What to work on:
Can you write out, word for word, everything from "On your source" down to "in / copy out)" in the mailing-list reply about netcat and cpio below?

From: Florian Kriener on
On Sunday 29 November 2009 12:23:47 Dave Witbrodt wrote:
> > That's right. I've never used either tool before. Thanks a lot for
> > the tip!
>
> Sure. If you're in the mood to learn about every possibility...
>
> You might also consider NFS: [...]

Okay, if every possibility is what you want to learn you cannot miss the
excellent combination of nc and cpio:

On your target (bob):
% cd targetdir
% nc -l -p 6060 alice | cpio -iv

On your source (alice):
% cp sourcedir
% find -print0 | cpio -ov0 | nc bob 6060

nc is short for netcat, it will listen on bob (-l) on port 6060 (-p
6060) for alice. The input comes from bob, who is sending the message
via nc. In short it's like a pipe over the network (unencrypted, use
cryptcat if your network is not trustworthy). cpio (copy in / copy out)

Source excerpt:
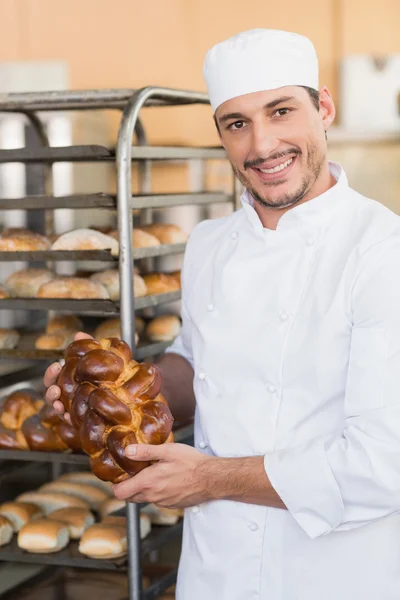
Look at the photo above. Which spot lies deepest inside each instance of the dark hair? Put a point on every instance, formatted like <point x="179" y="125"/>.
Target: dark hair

The answer:
On your source (alice):
% cp sourcedir
% find -print0 | cpio -ov0 | nc bob 6060

nc is short for netcat, it will listen on bob (-l) on port 6060 (-p
6060) for alice. The input comes from bob, who is sending the message
via nc. In short it's like a pipe over the network (unencrypted, use
cryptcat if your network is not trustworthy). cpio (copy in / copy out)